Substitute "shake" for "smoothie" in the entries running from the line that contains "3. What is the bounding box of the fresh" through the line that contains "[122,97,676,921]", both ends included. Reproduce only those lines, leaving everything else in them unchanged.

Coordinate annotation entries
________________________________________

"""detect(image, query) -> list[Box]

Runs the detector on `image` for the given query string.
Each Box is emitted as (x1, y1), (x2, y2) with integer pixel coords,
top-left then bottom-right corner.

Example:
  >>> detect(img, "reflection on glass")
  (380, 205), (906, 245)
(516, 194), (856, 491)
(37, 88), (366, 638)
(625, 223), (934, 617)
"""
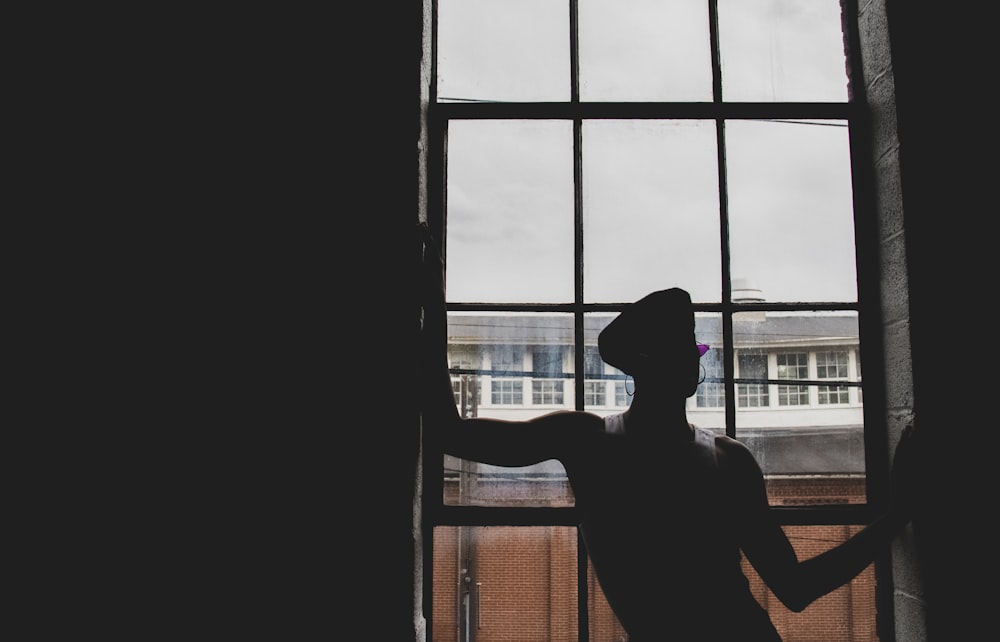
(444, 312), (575, 506)
(726, 120), (857, 302)
(579, 0), (712, 102)
(582, 120), (721, 302)
(446, 120), (574, 303)
(719, 0), (848, 102)
(432, 526), (580, 642)
(437, 0), (570, 102)
(733, 312), (865, 503)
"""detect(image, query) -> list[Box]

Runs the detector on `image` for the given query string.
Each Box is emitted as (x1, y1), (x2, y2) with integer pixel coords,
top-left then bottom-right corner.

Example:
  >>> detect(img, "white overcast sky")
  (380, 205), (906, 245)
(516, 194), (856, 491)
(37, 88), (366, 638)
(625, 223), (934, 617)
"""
(437, 0), (857, 302)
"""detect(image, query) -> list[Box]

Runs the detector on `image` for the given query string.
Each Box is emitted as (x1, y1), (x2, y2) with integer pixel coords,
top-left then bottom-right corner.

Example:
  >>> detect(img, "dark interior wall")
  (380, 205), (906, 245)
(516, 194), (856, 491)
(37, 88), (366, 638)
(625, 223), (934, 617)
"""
(886, 0), (995, 641)
(126, 0), (992, 641)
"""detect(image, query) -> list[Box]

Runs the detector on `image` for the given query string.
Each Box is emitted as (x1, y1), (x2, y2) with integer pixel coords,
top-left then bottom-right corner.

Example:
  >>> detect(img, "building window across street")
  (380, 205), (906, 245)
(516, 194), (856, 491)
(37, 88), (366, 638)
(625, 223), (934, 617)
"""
(422, 0), (891, 642)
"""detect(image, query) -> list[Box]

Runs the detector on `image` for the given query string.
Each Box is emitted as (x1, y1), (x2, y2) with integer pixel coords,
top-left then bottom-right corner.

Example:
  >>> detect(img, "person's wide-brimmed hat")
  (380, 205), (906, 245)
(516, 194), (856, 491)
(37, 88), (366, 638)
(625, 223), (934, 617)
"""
(597, 288), (696, 374)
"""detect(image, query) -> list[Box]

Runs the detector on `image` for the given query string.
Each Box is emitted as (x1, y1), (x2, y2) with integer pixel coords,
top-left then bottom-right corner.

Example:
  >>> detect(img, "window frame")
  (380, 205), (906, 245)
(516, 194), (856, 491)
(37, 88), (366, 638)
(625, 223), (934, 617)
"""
(422, 0), (891, 642)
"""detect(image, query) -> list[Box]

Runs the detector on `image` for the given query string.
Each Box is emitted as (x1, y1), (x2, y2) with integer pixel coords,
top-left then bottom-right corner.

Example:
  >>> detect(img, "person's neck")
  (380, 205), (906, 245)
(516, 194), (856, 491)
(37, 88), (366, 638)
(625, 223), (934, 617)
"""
(623, 392), (692, 439)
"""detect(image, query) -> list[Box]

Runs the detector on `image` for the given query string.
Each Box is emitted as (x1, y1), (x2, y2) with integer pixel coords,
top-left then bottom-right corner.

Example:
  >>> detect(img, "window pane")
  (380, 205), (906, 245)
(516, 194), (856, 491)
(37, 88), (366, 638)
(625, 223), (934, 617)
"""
(733, 312), (865, 503)
(579, 0), (712, 102)
(446, 120), (573, 302)
(582, 120), (721, 302)
(687, 312), (726, 428)
(444, 312), (574, 506)
(743, 524), (878, 642)
(437, 0), (570, 102)
(433, 526), (580, 642)
(719, 0), (848, 102)
(726, 121), (857, 301)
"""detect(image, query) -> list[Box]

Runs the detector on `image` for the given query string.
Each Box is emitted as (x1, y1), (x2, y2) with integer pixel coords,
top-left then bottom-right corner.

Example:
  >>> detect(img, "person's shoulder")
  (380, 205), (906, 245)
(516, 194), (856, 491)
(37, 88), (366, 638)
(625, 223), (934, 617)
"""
(533, 410), (604, 432)
(715, 435), (760, 474)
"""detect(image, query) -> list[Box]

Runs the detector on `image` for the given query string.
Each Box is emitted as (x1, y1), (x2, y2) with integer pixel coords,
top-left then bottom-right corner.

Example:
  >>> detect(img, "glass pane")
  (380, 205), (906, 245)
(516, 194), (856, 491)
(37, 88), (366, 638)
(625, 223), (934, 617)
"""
(579, 0), (712, 101)
(726, 121), (857, 301)
(733, 312), (866, 504)
(444, 312), (574, 506)
(583, 120), (721, 302)
(743, 524), (878, 642)
(432, 526), (580, 642)
(437, 0), (570, 102)
(446, 120), (574, 303)
(687, 312), (726, 435)
(719, 0), (848, 102)
(587, 558), (629, 642)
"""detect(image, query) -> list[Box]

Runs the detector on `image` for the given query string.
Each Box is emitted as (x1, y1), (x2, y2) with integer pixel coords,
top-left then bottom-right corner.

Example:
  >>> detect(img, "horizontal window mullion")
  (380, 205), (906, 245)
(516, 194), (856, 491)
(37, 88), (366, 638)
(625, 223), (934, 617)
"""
(771, 504), (873, 526)
(426, 504), (872, 526)
(436, 506), (580, 526)
(432, 102), (858, 120)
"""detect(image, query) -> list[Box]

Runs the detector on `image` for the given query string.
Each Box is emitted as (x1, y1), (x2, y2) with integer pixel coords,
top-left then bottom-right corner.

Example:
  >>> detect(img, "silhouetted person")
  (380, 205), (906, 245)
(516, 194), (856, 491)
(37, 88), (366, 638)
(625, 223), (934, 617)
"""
(421, 222), (914, 642)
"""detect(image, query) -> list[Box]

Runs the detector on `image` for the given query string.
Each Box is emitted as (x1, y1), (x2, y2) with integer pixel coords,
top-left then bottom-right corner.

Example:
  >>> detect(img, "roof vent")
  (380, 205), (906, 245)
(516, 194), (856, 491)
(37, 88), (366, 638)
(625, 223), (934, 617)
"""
(733, 278), (764, 303)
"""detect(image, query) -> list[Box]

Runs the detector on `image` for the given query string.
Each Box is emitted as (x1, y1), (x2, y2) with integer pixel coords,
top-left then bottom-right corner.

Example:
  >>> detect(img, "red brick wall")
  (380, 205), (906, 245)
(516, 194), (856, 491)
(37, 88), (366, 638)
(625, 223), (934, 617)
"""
(432, 477), (878, 642)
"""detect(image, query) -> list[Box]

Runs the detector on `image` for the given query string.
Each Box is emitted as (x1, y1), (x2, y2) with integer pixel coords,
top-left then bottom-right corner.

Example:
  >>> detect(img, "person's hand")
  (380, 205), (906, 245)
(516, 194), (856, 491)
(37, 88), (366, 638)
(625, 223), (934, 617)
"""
(892, 425), (922, 521)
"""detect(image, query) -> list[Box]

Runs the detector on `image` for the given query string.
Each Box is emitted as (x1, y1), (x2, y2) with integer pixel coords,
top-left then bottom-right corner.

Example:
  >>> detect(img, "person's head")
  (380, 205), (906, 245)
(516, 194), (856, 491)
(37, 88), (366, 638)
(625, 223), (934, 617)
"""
(598, 288), (701, 397)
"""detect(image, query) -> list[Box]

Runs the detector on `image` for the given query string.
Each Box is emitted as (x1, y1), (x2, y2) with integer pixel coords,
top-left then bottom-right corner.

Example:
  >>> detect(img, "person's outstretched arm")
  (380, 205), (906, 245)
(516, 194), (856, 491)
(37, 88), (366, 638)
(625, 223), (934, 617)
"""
(730, 428), (913, 612)
(419, 226), (603, 466)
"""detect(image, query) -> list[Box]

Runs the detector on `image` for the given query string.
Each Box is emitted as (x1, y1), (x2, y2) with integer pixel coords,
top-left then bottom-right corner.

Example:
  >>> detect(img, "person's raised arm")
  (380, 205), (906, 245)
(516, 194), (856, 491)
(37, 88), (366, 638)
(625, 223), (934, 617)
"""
(420, 226), (603, 466)
(733, 427), (915, 612)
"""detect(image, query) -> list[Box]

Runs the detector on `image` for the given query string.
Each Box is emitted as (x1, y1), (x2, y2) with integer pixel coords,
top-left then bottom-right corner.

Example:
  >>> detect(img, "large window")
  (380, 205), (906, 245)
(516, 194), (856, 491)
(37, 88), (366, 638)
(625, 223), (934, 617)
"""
(423, 0), (884, 642)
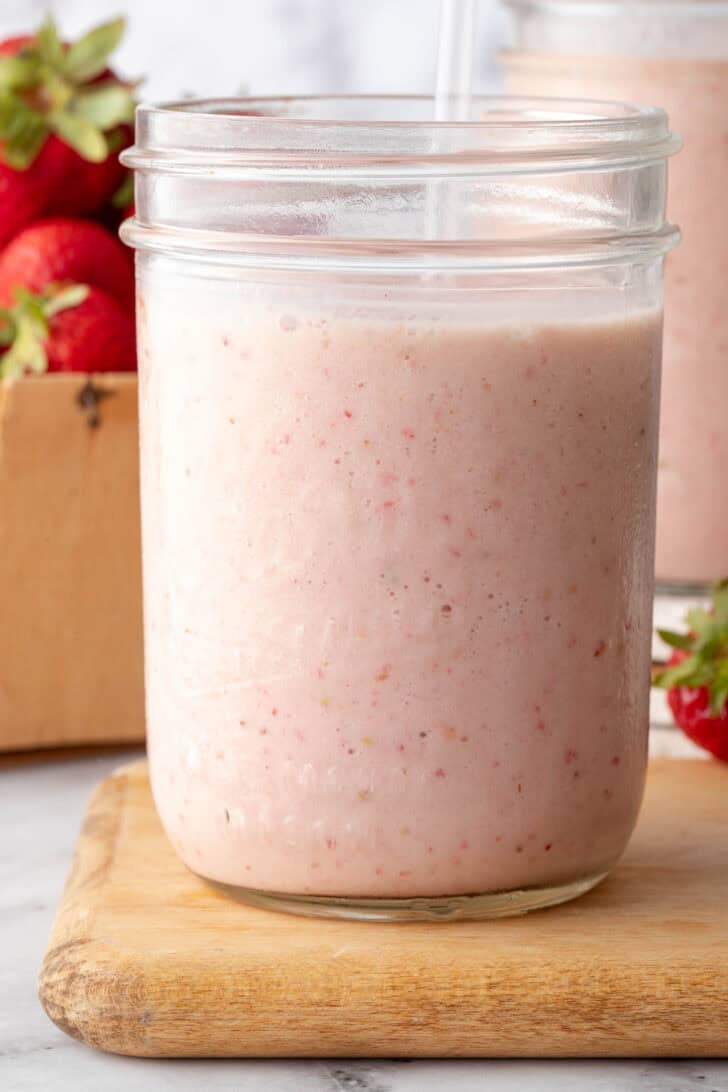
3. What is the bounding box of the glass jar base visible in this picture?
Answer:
[206,873,607,922]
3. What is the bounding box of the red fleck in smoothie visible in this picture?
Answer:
[140,265,661,897]
[504,43,728,583]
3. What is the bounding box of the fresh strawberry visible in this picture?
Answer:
[0,216,134,313]
[654,579,728,762]
[0,284,136,379]
[0,19,134,217]
[48,126,133,216]
[0,137,74,250]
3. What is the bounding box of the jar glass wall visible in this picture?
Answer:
[503,0,728,598]
[123,99,676,918]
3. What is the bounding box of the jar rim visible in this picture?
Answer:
[121,95,680,179]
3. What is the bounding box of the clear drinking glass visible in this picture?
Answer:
[503,0,728,598]
[123,98,677,919]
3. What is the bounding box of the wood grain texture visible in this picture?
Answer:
[0,375,144,751]
[40,759,728,1057]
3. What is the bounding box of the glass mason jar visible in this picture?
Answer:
[123,98,677,919]
[503,0,728,598]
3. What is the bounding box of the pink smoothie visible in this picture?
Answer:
[504,54,728,582]
[140,270,660,897]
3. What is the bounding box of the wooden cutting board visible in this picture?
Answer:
[40,759,728,1057]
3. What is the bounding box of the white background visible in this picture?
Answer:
[0,0,505,100]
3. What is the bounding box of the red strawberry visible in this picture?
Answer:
[0,216,134,313]
[0,137,74,250]
[48,126,132,216]
[0,19,134,220]
[0,284,136,379]
[654,580,728,762]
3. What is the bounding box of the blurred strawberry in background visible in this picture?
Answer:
[0,10,135,378]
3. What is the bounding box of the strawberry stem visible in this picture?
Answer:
[0,17,136,170]
[653,579,728,713]
[0,284,88,379]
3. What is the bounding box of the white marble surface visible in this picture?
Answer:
[0,731,728,1092]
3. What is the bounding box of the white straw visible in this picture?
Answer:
[434,0,477,121]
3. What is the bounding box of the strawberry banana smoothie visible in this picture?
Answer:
[140,275,660,897]
[504,8,728,584]
[122,97,676,921]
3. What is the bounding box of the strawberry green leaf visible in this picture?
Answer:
[0,284,88,379]
[653,656,700,690]
[657,629,693,652]
[44,284,88,319]
[0,54,40,91]
[48,111,108,163]
[36,15,63,68]
[74,83,136,129]
[63,19,126,83]
[0,91,48,170]
[0,314,48,379]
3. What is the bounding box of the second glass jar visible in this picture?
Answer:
[503,0,728,593]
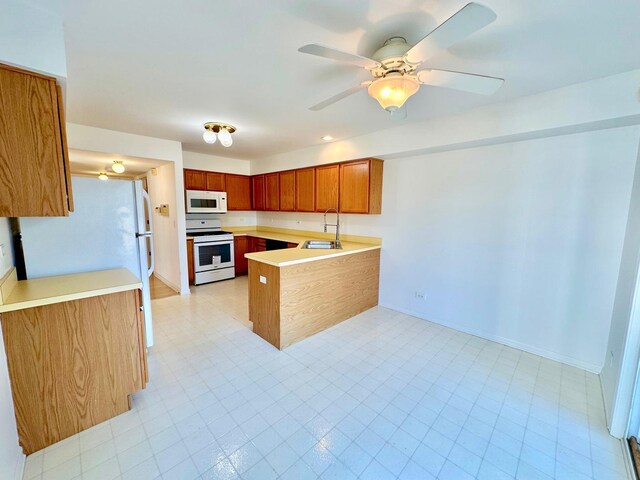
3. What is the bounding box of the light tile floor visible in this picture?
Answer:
[24,277,626,480]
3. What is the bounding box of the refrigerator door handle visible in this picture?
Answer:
[139,190,156,277]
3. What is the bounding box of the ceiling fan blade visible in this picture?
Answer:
[389,105,407,122]
[417,70,504,95]
[309,82,371,112]
[298,43,380,69]
[405,3,497,65]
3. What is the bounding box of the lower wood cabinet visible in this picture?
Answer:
[0,290,149,455]
[187,238,196,285]
[233,235,250,277]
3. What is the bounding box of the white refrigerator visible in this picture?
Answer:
[20,176,154,347]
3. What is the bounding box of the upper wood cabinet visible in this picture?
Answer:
[225,173,251,210]
[0,65,73,217]
[207,172,226,192]
[251,175,265,210]
[316,165,340,212]
[279,170,296,212]
[295,168,316,212]
[264,173,280,211]
[184,168,207,190]
[340,158,382,213]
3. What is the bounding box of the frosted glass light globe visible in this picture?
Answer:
[202,130,216,143]
[218,128,233,147]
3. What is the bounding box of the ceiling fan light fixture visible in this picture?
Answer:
[367,73,420,111]
[111,160,125,173]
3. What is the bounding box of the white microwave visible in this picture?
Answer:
[187,190,227,213]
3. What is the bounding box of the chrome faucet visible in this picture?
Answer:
[324,208,342,248]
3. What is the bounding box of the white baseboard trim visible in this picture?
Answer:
[380,303,602,375]
[153,272,180,294]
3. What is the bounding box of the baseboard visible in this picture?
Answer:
[153,272,180,295]
[380,303,602,374]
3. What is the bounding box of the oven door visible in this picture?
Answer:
[193,240,234,272]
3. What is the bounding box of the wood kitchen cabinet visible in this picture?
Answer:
[251,175,265,211]
[264,172,280,211]
[184,168,207,190]
[0,65,73,217]
[225,173,251,210]
[1,289,149,454]
[315,164,340,212]
[340,158,382,214]
[207,172,226,192]
[279,170,296,212]
[233,235,250,277]
[295,168,316,212]
[187,238,196,285]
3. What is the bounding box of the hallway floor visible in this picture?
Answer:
[24,277,627,480]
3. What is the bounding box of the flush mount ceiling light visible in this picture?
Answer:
[111,160,125,173]
[202,122,236,147]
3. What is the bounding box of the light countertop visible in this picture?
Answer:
[0,268,142,313]
[235,230,380,267]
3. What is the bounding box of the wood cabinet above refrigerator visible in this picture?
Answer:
[0,64,73,217]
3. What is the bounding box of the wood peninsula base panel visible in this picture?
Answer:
[249,249,380,349]
[1,290,148,454]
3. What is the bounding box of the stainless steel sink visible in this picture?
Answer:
[302,240,342,250]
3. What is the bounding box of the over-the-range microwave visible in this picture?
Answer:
[187,190,227,213]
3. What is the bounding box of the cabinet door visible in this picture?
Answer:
[187,238,196,285]
[0,65,71,217]
[251,175,265,210]
[233,236,249,276]
[225,174,251,210]
[280,170,296,212]
[264,173,280,211]
[316,165,340,212]
[340,160,369,213]
[207,172,225,192]
[184,168,207,190]
[296,168,316,212]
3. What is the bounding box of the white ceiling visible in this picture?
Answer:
[69,149,171,179]
[31,0,640,159]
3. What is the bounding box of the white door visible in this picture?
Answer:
[134,180,155,347]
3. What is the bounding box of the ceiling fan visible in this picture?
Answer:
[298,3,504,118]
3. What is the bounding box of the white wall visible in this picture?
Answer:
[0,0,67,82]
[0,218,24,479]
[182,150,251,175]
[600,141,640,437]
[258,127,640,372]
[147,164,181,291]
[0,0,67,480]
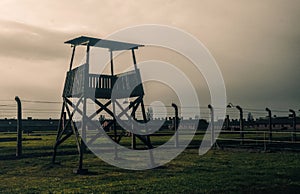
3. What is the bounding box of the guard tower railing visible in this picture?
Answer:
[63,64,144,99]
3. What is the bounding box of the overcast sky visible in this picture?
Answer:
[0,0,300,117]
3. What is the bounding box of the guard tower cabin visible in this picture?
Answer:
[63,36,144,99]
[52,36,152,173]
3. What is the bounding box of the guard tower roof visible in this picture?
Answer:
[65,36,144,51]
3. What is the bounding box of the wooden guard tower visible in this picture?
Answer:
[52,36,153,173]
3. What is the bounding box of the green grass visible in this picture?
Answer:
[0,134,300,193]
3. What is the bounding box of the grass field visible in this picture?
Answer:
[0,134,300,193]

________________________________________

**WORKED ANSWER**.
3. What is the bounding box of the fresh strawberry visible in this picture?
Answer:
[0,216,134,313]
[654,579,728,762]
[0,284,136,379]
[0,19,134,217]
[48,126,133,216]
[0,137,74,250]
3. What is the bounding box of the jar glass wall visible in this picture?
Answer:
[503,0,728,598]
[123,99,676,918]
3. What is the bounding box of the jar rim visible in this picture?
Answer:
[121,95,680,179]
3. What is the bounding box of the clear drinking glass visible in this picture?
Answer:
[503,0,728,598]
[123,98,677,919]
3. What is the bounding box of the wood grain texture visible in this picture?
Answer:
[0,375,144,751]
[40,759,728,1057]
3. What is the bounding box of the glass mason jar visible in this picture?
Answer:
[123,98,677,919]
[503,0,728,598]
3. What is the bounding box of the pink shake visible in this picture?
Answer:
[504,54,728,582]
[140,270,660,897]
3. What is the bounding box of the wooden cutting board visible in this picture?
Answer:
[40,759,728,1057]
3. What is the bounding box of the white background visible in this picture?
Answer:
[0,0,505,100]
3. What is the bounding box of the red strawberry visible in this picture?
Answer:
[0,216,134,313]
[0,137,74,250]
[48,126,132,216]
[0,19,134,220]
[0,284,136,379]
[654,580,728,762]
3. What is the bounding box of the blurred strawberry in background visible in this picture?
Answer:
[0,10,135,378]
3. What is the bounding box of the strawberry stem visible in this picture?
Answer:
[0,17,136,170]
[653,579,728,713]
[0,284,88,379]
3. What is the bounding box of the white marble surface visible in this picture?
Answer:
[0,731,728,1092]
3. What is the bounding box of the white straw visible in this picture?
Answer:
[434,0,477,121]
3. What is the bounding box of the strawberry banana shake visible in this picture?
Answer:
[140,275,660,897]
[504,8,728,584]
[122,97,676,921]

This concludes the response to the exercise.